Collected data
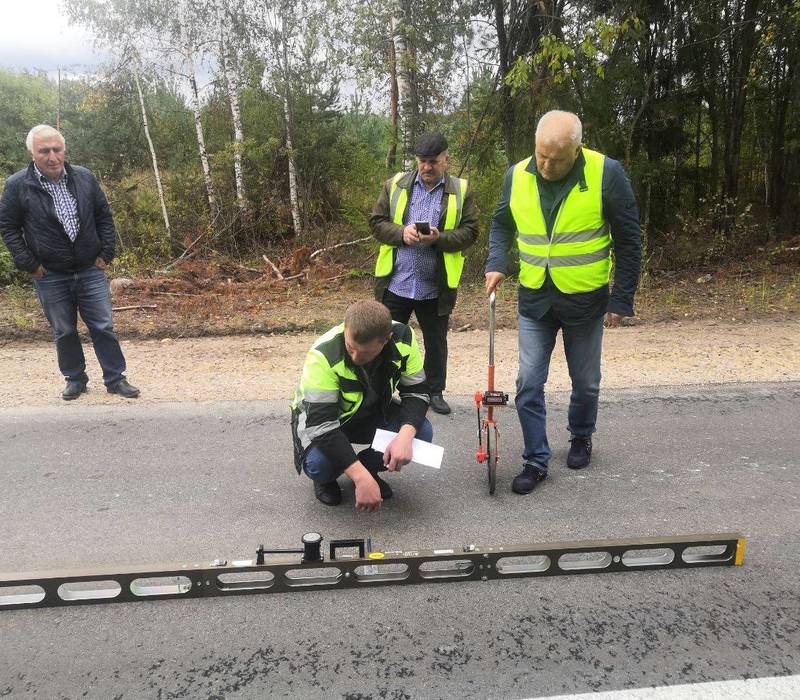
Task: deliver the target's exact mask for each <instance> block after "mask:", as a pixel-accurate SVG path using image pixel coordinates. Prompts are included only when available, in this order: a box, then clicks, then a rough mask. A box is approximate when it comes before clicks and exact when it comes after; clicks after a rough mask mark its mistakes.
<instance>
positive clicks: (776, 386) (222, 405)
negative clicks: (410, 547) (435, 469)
mask: <svg viewBox="0 0 800 700" xmlns="http://www.w3.org/2000/svg"><path fill="white" fill-rule="evenodd" d="M566 401H567V396H566V394H564V393H555V394H551V395H550V403H549V408H550V442H551V445H552V446H553V447H554V456H553V461H552V463H551V476H550V478H548V480H547V481H546V482H544V483H543V484H542V485H541V487H540V489H538V490H537V491H536V492H534V493H533V494H532V495H530V496H527V497H520V496H517V495H515V494H513V493H511V492H510V481H511V478H512V477H513V476H514V474H515V473H516V471H517V469H518V463H519V457H518V455H519V453H520V450H521V438H520V435H519V428H518V425H517V424H516V415H515V413H514V412H513V410H511V409H509V410H507V411H503V412H501V415H500V419H499V420H500V425H501V429H502V439H503V445H502V447H503V452H502V456H501V464H500V467H499V472H498V489H497V493H496V495H495V496H493V497H490V496H489V495H488V494H487V492H486V487H485V476H484V472H483V469H482V468H481V467H479V466H478V465H477V464H476V463H475V461H474V452H475V444H474V442H475V437H474V433H475V428H474V424H475V416H474V408H473V407H472V404H471V400H470V399H469V398H468V397H466V396H463V397H455V398H453V400H452V402H451V403H453V404H454V406H455V411H454V414H453V415H452V416H449V417H442V416H433V422H434V429H435V436H434V439H435V441H436V442H437V443H439V444H442V445H443V446H444V447H445V462H444V464H443V466H442V469H441V470H439V471H436V470H431V469H428V468H425V467H420V466H415V465H412V466H409V467H407V468H406V469H404V470H403V472H402V473H401V474H399V475H391V476H390V477H388V478H390V479H392V481H391V483H392V485H393V487H394V488H395V497H394V498H393V499H392V500H391V501H388V502H386V503H385V504H384V508H383V510H382V511H381V512H380V513H379V514H377V515H368V514H359V513H356V512H355V511H354V509H353V499H352V490H351V489H348V488H345V503H344V504H343V505H342V506H340V507H338V508H326V507H325V506H323V505H321V504H319V503H317V502H316V501H315V500H314V498H313V496H312V491H311V486H310V482H308V480H307V479H305V478H304V477H298V476H297V475H296V474H295V473H294V470H293V468H292V464H291V445H290V441H289V438H288V425H287V415H288V414H287V409H286V405H285V403H284V402H277V401H269V402H215V403H205V404H180V403H161V404H149V405H131V404H127V405H122V406H108V405H95V406H91V405H84V406H80V405H78V406H70V407H69V409H68V410H64V407H63V406H59V407H58V408H55V407H53V408H47V407H36V408H17V409H2V410H0V445H2V453H1V454H0V464H1V465H2V466H0V478H2V484H3V488H2V495H1V496H0V510H1V512H0V541H1V542H2V545H3V547H2V554H3V559H2V563H0V572H2V573H4V574H7V573H12V572H23V571H36V570H42V569H52V568H90V567H94V566H105V565H110V566H119V567H120V568H124V567H125V566H126V565H132V564H137V565H138V564H153V565H154V567H156V566H157V565H158V564H160V563H164V562H168V563H185V562H196V561H210V560H211V559H214V558H217V557H221V558H227V559H233V558H239V557H252V556H253V551H254V549H255V547H256V546H257V545H258V544H259V543H262V542H263V543H265V544H269V545H273V546H283V547H295V546H298V545H299V538H300V536H301V535H302V533H304V532H306V531H310V530H317V531H320V532H322V533H323V534H324V535H325V537H326V538H328V539H330V538H343V537H367V536H370V537H372V540H373V542H374V543H375V544H376V546H377V547H380V548H385V549H391V548H401V547H402V548H409V547H414V548H433V547H441V546H452V545H461V544H463V543H476V544H480V545H499V544H520V543H528V542H532V543H533V542H551V541H570V540H580V539H596V538H612V539H614V538H628V537H646V536H661V535H680V534H693V533H714V532H728V531H738V532H741V533H742V534H744V535H745V536H746V537H747V551H746V555H745V561H744V565H743V566H741V567H719V568H717V567H714V568H704V569H694V570H672V571H644V572H631V573H623V574H602V573H598V574H590V575H581V576H568V575H565V576H552V577H547V578H536V579H534V578H525V579H516V580H504V581H488V582H461V583H453V582H447V581H442V582H435V583H431V584H430V585H417V586H411V585H405V586H404V585H399V586H386V587H382V588H380V589H372V590H370V589H355V590H354V589H341V590H334V591H310V592H299V593H288V594H268V595H253V596H237V597H230V598H213V599H207V600H170V601H148V602H139V603H131V604H118V605H93V606H82V607H72V608H49V609H40V610H15V611H5V612H0V639H1V640H2V641H0V697H14V698H17V697H46V698H62V697H63V698H77V697H90V698H110V697H119V698H123V697H125V698H183V697H190V698H221V697H264V696H269V697H301V698H323V697H324V698H331V697H341V698H443V697H463V698H485V697H504V698H523V697H525V698H529V697H537V696H550V695H558V694H562V693H579V692H590V691H609V690H621V689H627V688H641V687H646V686H653V685H655V686H664V685H678V684H686V683H699V682H704V681H724V680H731V679H742V678H756V677H766V676H776V675H792V674H798V673H800V582H798V577H797V570H798V562H799V561H800V528H798V522H800V478H798V473H797V470H798V456H799V455H800V431H798V430H797V425H798V424H800V421H799V420H798V418H799V416H798V413H799V412H800V411H799V410H798V408H799V407H800V383H796V382H785V383H771V384H728V385H721V386H715V387H686V386H682V387H660V388H653V389H648V390H622V389H620V390H608V391H605V392H604V393H603V395H602V397H601V408H600V422H599V425H598V433H597V435H596V439H595V454H594V457H593V461H592V465H591V467H590V468H589V469H587V470H584V471H580V472H573V471H570V470H568V469H566V468H565V467H564V466H563V461H564V458H565V455H566V450H567V446H568V443H567V441H566V437H567V433H566Z"/></svg>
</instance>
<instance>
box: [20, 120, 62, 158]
mask: <svg viewBox="0 0 800 700" xmlns="http://www.w3.org/2000/svg"><path fill="white" fill-rule="evenodd" d="M46 131H48V132H51V133H54V134H56V135H57V136H58V138H60V139H61V143H62V144H63V145H64V146H66V145H67V142H66V141H64V137H63V136H62V135H61V132H60V131H59V130H58V129H54V128H53V127H52V126H50V125H49V124H37V125H36V126H34V127H33V129H31V130H30V131H29V132H28V135H27V136H26V137H25V147H26V148H27V149H28V153H33V139H34V137H35V136H38V135H39V134H41V133H44V132H46Z"/></svg>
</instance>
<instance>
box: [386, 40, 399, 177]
mask: <svg viewBox="0 0 800 700" xmlns="http://www.w3.org/2000/svg"><path fill="white" fill-rule="evenodd" d="M388 43H389V119H390V125H389V148H388V149H387V151H386V169H387V170H388V171H389V172H394V171H395V170H396V169H397V56H396V54H395V51H394V40H393V39H392V37H391V36H390V37H389V42H388Z"/></svg>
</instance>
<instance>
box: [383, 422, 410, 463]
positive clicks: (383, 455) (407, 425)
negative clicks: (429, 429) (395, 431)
mask: <svg viewBox="0 0 800 700" xmlns="http://www.w3.org/2000/svg"><path fill="white" fill-rule="evenodd" d="M416 434H417V431H416V429H415V428H414V426H413V425H408V424H406V425H404V426H403V427H402V428H400V432H398V433H397V437H396V438H395V439H394V440H392V441H391V442H390V443H389V444H388V445H387V446H386V450H384V453H383V463H384V464H385V465H386V468H387V469H388V470H389V471H390V472H399V471H400V467H404V466H405V465H406V464H408V463H409V462H410V461H411V457H412V445H411V441H412V440H413V439H414V436H415V435H416Z"/></svg>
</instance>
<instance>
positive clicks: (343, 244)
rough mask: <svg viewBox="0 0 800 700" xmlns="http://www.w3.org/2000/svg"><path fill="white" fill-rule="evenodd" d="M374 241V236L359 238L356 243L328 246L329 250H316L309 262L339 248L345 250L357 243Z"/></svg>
mask: <svg viewBox="0 0 800 700" xmlns="http://www.w3.org/2000/svg"><path fill="white" fill-rule="evenodd" d="M371 239H372V236H364V238H359V239H358V240H355V241H345V242H344V243H337V244H336V245H332V246H328V247H327V248H320V249H319V250H315V251H314V252H313V253H311V255H309V256H308V259H309V260H313V259H314V258H316V257H317V256H318V255H319V254H320V253H326V252H327V251H329V250H336V249H337V248H344V247H345V246H346V245H355V244H356V243H363V242H364V241H369V240H371Z"/></svg>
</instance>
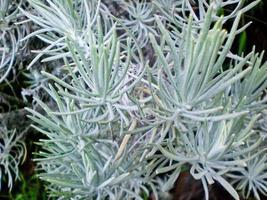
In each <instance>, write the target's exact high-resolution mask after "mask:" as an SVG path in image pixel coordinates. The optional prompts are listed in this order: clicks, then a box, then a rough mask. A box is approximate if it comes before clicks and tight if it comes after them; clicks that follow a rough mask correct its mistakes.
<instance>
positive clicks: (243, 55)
mask: <svg viewBox="0 0 267 200" xmlns="http://www.w3.org/2000/svg"><path fill="white" fill-rule="evenodd" d="M7 2H8V1H6V4H2V5H1V4H0V5H1V8H2V9H3V8H5V9H3V10H4V11H5V12H1V13H5V14H2V18H1V19H4V21H7V19H9V17H8V16H9V15H11V14H10V11H9V12H7V11H6V10H7V8H9V7H8V6H7V5H11V4H8V3H7ZM21 2H22V1H21ZM21 2H20V3H21ZM27 2H28V3H29V6H22V5H23V4H21V5H20V4H19V5H20V6H19V9H15V10H16V13H19V14H17V15H16V18H15V19H14V20H15V21H19V20H20V21H21V20H22V21H21V22H19V23H17V24H19V25H21V27H22V30H28V23H29V21H31V23H32V26H31V32H30V34H28V35H26V36H25V35H24V36H22V37H23V38H22V37H18V38H16V45H13V46H15V47H16V49H19V48H18V47H19V46H20V45H22V44H26V41H28V40H35V41H39V43H40V44H41V48H40V49H38V50H32V53H35V54H36V56H35V57H34V56H31V58H33V59H32V60H31V61H30V62H27V70H29V71H26V72H25V73H24V76H25V78H26V79H27V82H26V84H27V88H25V89H23V91H22V97H23V98H24V100H25V102H27V103H29V102H30V100H29V99H30V98H28V97H29V96H33V97H34V98H33V100H32V105H29V106H28V107H27V108H25V110H27V111H28V113H29V116H28V117H29V118H30V119H31V121H32V127H34V128H35V129H36V130H37V131H38V132H40V133H41V134H42V135H43V138H42V139H40V141H39V142H38V145H40V147H41V148H42V150H41V151H39V152H37V158H35V162H36V171H37V175H38V177H39V178H40V179H42V180H44V181H45V182H46V183H47V190H48V191H49V194H50V197H54V198H57V199H99V200H100V199H114V200H115V199H116V200H117V199H143V198H147V197H148V196H149V195H150V194H151V193H153V195H154V196H155V198H157V199H162V198H169V193H168V192H169V191H170V190H171V189H172V188H173V186H174V184H175V182H176V180H177V178H179V175H180V173H181V172H182V171H184V170H185V171H188V172H190V175H191V176H192V177H193V178H194V179H196V180H201V182H202V185H203V189H204V191H205V197H206V199H209V185H211V184H213V183H215V182H218V183H219V184H220V185H221V186H222V187H224V188H225V190H226V191H228V192H229V193H230V194H231V195H232V197H233V198H234V199H239V193H238V192H240V194H241V195H242V196H244V197H245V198H249V197H251V196H254V197H255V198H256V199H260V196H261V195H265V196H266V193H267V191H266V188H267V182H266V173H267V171H266V156H265V152H266V125H265V124H266V109H267V108H266V97H265V96H266V88H267V73H266V72H267V63H264V61H263V53H257V52H255V49H252V51H251V52H250V53H249V54H248V55H242V54H241V55H234V54H233V53H232V52H231V50H232V44H233V43H234V40H235V38H236V36H237V35H238V34H239V33H241V32H242V31H243V30H245V28H246V27H247V26H248V24H245V25H243V26H240V23H239V21H240V18H241V17H242V14H243V13H244V12H246V11H247V10H249V9H250V8H252V7H253V6H255V5H256V4H257V3H258V2H259V1H253V2H252V3H250V4H248V5H244V3H245V1H237V0H226V1H209V2H208V1H205V0H200V1H188V0H183V1H172V0H168V1H162V0H156V1H149V0H141V1H131V0H129V1H123V0H113V1H105V0H103V1H100V0H99V1H97V0H92V1H87V0H75V1H70V0H67V1H63V0H28V1H27ZM229 7H232V8H234V10H232V11H231V12H227V13H229V14H226V15H225V16H219V13H220V12H221V10H222V9H223V10H227V9H228V8H229ZM11 10H12V9H11ZM6 13H7V14H6ZM3 16H4V17H3ZM24 17H27V18H28V20H24ZM231 19H233V21H232V22H229V21H230V20H231ZM23 20H24V21H23ZM2 21H3V20H2ZM226 21H228V23H232V27H231V28H230V29H229V30H226V29H225V23H226ZM11 30H12V31H13V26H11V28H10V27H9V26H5V29H3V31H2V32H1V33H3V34H2V36H3V37H4V35H5V34H7V33H9V34H11V35H12V37H14V36H15V35H16V34H14V33H13V32H12V31H11ZM10 31H11V32H10ZM26 32H27V31H25V32H23V33H26ZM18 36H20V35H18ZM243 40H244V39H242V41H243ZM3 41H6V40H5V39H3ZM14 44H15V43H14ZM7 45H10V44H6V45H4V48H3V49H7V48H6V47H7ZM243 46H244V44H242V45H241V47H242V48H243ZM241 47H240V48H241ZM8 48H9V47H8ZM27 48H28V46H27ZM240 51H241V50H240ZM6 55H9V54H5V55H4V53H2V54H1V57H2V58H1V59H2V61H3V62H2V63H1V68H0V69H1V70H3V71H5V70H6V72H8V71H10V70H11V68H12V67H14V66H17V63H16V62H15V57H17V56H18V55H19V53H18V51H17V50H16V51H15V50H14V51H13V52H12V53H11V54H10V55H11V57H10V56H6ZM32 55H34V54H32ZM42 57H44V58H43V59H41V58H42ZM7 58H8V59H7ZM6 59H7V60H8V61H7V62H6V63H9V66H8V67H6V64H5V65H4V64H3V63H4V61H5V60H6ZM51 68H52V69H51ZM6 77H7V75H6V74H5V75H4V76H3V80H4V79H6ZM44 91H45V93H46V94H44ZM11 133H12V134H11ZM3 135H4V137H3V139H2V140H1V142H2V141H3V142H2V143H3V144H2V143H1V145H2V146H3V147H2V149H3V150H2V149H1V154H2V155H4V154H5V155H6V157H7V158H9V157H10V156H11V157H12V158H14V161H13V160H12V162H15V165H10V163H8V162H11V161H10V160H7V161H6V160H4V159H3V158H6V157H4V156H2V160H3V162H2V160H1V163H5V164H4V165H3V166H4V170H5V171H4V172H5V173H7V174H8V180H9V184H8V185H9V187H11V186H12V178H13V176H12V175H11V170H12V169H13V168H10V166H15V168H14V171H15V172H16V173H15V174H16V175H15V178H17V177H18V172H17V171H18V163H19V160H20V159H21V158H22V157H23V155H24V152H25V148H24V146H23V145H22V144H23V143H22V142H21V141H20V136H18V137H17V138H18V139H16V136H15V132H9V131H6V130H4V131H3ZM6 141H10V142H6ZM11 141H14V144H13V142H11ZM17 142H18V143H17ZM15 143H16V144H15ZM10 145H11V147H13V146H14V148H20V149H19V150H14V152H10V151H9V152H6V151H5V150H4V149H12V148H10ZM2 152H3V153H2ZM1 154H0V155H1ZM13 156H14V157H13ZM1 169H2V168H1ZM1 173H2V171H1ZM23 198H24V197H23ZM25 198H26V197H25Z"/></svg>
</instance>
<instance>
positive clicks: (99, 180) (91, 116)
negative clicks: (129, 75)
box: [28, 24, 148, 200]
mask: <svg viewBox="0 0 267 200" xmlns="http://www.w3.org/2000/svg"><path fill="white" fill-rule="evenodd" d="M99 25H100V24H99ZM112 33H113V34H112V36H111V38H112V40H110V42H109V43H106V44H105V43H104V35H103V32H102V30H101V27H100V26H99V27H98V34H97V35H96V34H94V32H93V30H90V29H89V30H88V35H87V37H86V38H87V40H86V42H88V46H89V48H90V53H91V55H90V56H89V58H90V59H87V58H85V56H84V54H83V51H82V49H81V47H79V46H78V45H77V44H76V43H75V41H73V40H72V38H69V39H68V41H67V43H68V48H69V49H70V52H71V55H72V56H73V60H74V63H75V65H76V66H75V67H76V68H77V71H76V72H75V71H74V70H73V67H71V66H70V65H69V64H68V62H67V60H65V62H66V67H67V69H68V70H69V77H66V80H61V79H59V78H57V77H56V76H54V75H52V74H48V73H46V72H44V74H45V75H46V76H47V77H48V78H51V79H52V80H54V81H55V83H56V85H55V86H56V88H54V87H53V86H51V85H50V86H49V89H48V88H45V89H46V91H47V92H48V94H49V95H50V97H52V99H53V100H54V101H55V102H56V107H57V111H55V110H54V109H53V110H51V108H49V107H48V106H47V105H46V104H45V103H44V102H42V101H40V100H39V99H36V101H37V102H38V103H39V105H40V107H42V108H43V109H44V111H45V112H46V113H47V116H44V115H42V114H40V113H37V112H36V111H34V110H32V109H28V110H29V111H30V112H31V113H32V115H33V116H30V118H31V119H32V120H33V121H35V122H36V123H37V124H38V125H39V126H41V128H40V127H37V126H34V127H35V128H36V129H37V130H39V131H41V132H42V133H44V134H45V135H46V136H47V139H45V140H42V142H41V143H43V144H44V145H42V146H43V148H44V149H45V151H43V152H40V153H39V156H40V158H39V159H37V161H38V163H39V170H41V171H42V172H43V173H41V174H40V175H39V176H40V178H42V179H44V180H46V181H48V182H50V183H51V185H52V188H51V190H52V191H53V188H57V191H56V192H55V193H59V194H61V195H62V197H64V198H73V199H75V198H91V199H94V198H95V199H105V198H108V199H114V200H115V199H124V198H133V197H134V198H135V199H142V198H141V197H140V195H141V194H142V193H143V192H145V193H148V189H146V186H145V183H144V180H143V179H144V178H143V174H142V171H143V168H144V167H145V165H144V164H141V163H140V162H139V157H140V155H139V154H140V152H139V151H138V150H136V149H135V148H130V147H131V146H129V147H128V148H126V147H125V148H126V149H127V152H124V151H121V150H120V149H121V147H120V141H121V139H120V138H121V137H122V134H123V132H124V131H125V129H127V128H128V127H129V129H134V128H135V126H136V123H137V122H136V120H133V121H132V122H131V121H130V116H131V113H132V112H133V111H136V110H137V109H138V108H137V105H135V103H134V102H132V101H131V100H130V99H129V98H128V96H127V92H129V91H131V90H132V88H133V87H134V85H135V84H137V83H138V82H139V80H140V79H141V77H142V73H141V72H143V71H144V70H142V71H141V72H139V73H137V74H136V76H140V78H137V79H135V78H132V77H130V76H128V75H127V72H128V71H129V68H131V67H132V64H131V62H130V58H131V50H130V48H128V51H127V52H120V41H119V40H118V38H117V36H116V32H115V27H114V28H113V30H112ZM128 42H130V41H129V40H128ZM122 57H124V58H125V60H124V61H122V60H121V58H122ZM55 133H57V134H55ZM52 141H53V142H52ZM132 145H133V144H132ZM123 150H124V149H123ZM128 154H131V156H128ZM58 166H60V167H58ZM53 193H54V192H53Z"/></svg>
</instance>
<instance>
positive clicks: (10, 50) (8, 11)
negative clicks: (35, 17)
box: [0, 0, 29, 83]
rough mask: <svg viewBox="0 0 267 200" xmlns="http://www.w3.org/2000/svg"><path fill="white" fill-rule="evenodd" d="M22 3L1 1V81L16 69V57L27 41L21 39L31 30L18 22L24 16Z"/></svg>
mask: <svg viewBox="0 0 267 200" xmlns="http://www.w3.org/2000/svg"><path fill="white" fill-rule="evenodd" d="M22 5H23V1H21V0H20V1H13V0H2V1H1V2H0V83H1V82H2V81H3V80H5V79H6V78H7V76H8V75H9V73H10V71H11V70H12V69H14V65H15V64H16V63H17V62H16V59H17V58H18V57H19V55H20V54H22V51H23V50H24V49H25V43H24V44H22V43H20V40H21V39H22V38H23V37H24V36H25V35H26V34H27V33H28V32H29V27H28V26H27V24H25V25H24V26H21V25H20V24H18V22H20V20H22V18H23V17H22V15H21V13H20V12H19V10H18V7H19V6H22Z"/></svg>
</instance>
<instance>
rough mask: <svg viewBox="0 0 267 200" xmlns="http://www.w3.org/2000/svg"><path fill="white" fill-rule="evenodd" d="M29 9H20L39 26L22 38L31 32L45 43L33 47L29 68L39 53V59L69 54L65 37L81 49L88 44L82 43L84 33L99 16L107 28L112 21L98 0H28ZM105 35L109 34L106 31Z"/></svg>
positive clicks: (31, 20)
mask: <svg viewBox="0 0 267 200" xmlns="http://www.w3.org/2000/svg"><path fill="white" fill-rule="evenodd" d="M28 2H29V4H30V5H31V8H32V9H31V10H24V9H22V8H21V9H20V10H21V11H22V13H23V14H24V15H25V16H27V17H28V18H29V19H30V20H31V21H32V22H34V23H35V24H37V25H38V26H39V28H38V29H37V30H35V31H34V32H32V33H31V34H29V35H27V36H26V37H24V38H23V39H22V41H24V40H26V39H28V38H31V37H33V36H36V37H38V38H39V39H40V40H41V41H43V42H44V43H45V44H47V46H46V47H45V48H44V49H42V50H32V52H33V53H36V54H37V56H36V57H35V58H34V59H33V60H32V62H31V63H30V64H29V65H28V69H29V68H30V67H31V66H32V65H33V64H34V63H35V62H36V61H37V60H39V59H40V58H41V57H42V56H44V55H45V56H46V58H44V59H42V62H47V61H53V60H57V59H60V58H63V57H69V58H70V57H71V56H70V52H69V50H68V48H67V44H66V42H65V40H66V38H71V39H72V40H75V41H76V42H77V43H78V44H79V46H80V47H82V48H84V50H83V51H84V52H87V51H88V47H87V46H86V44H85V43H84V37H85V34H86V32H87V31H88V29H89V28H90V27H89V26H90V24H94V23H96V21H97V20H96V19H97V17H99V16H101V19H102V21H103V24H102V25H103V28H104V30H105V31H106V32H108V31H109V29H110V28H111V26H112V24H111V23H112V21H110V20H109V19H108V18H107V15H108V13H109V11H108V9H107V8H106V6H105V5H104V4H103V3H101V1H97V0H92V1H86V0H78V1H63V0H52V1H46V0H45V1H44V0H29V1H28ZM107 37H108V35H107Z"/></svg>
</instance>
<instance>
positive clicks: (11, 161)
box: [0, 127, 26, 190]
mask: <svg viewBox="0 0 267 200" xmlns="http://www.w3.org/2000/svg"><path fill="white" fill-rule="evenodd" d="M22 136H23V134H18V133H17V132H16V130H7V129H6V128H4V127H1V128H0V190H1V188H2V186H1V185H2V182H4V184H6V185H7V187H8V188H10V189H11V188H12V187H13V183H14V180H16V179H18V178H19V165H20V163H22V162H23V161H24V160H25V158H26V147H25V144H24V142H23V141H22Z"/></svg>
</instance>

:: YOUR OBJECTIVE ::
Express the lines of the material as a JSON list of strings, one string per line and blank lines omitted. Begin at the line that contains "In each <instance>, write" and stop after the line that contains "positive clicks: (243, 55)".

:: TASK RESULT ::
[
  "In each <instance>, write the target's exact high-resolution mask after \"mask:\" as an SVG path in image pixel coordinates. The optional prompts are listed in this order: clicks, then a box, then a rough mask. A box is approximate if it comes before clicks and tight if it comes after them; clicks that follow a rough mask correct its mistakes.",
  "<instance>",
  "positive clicks: (243, 55)"
]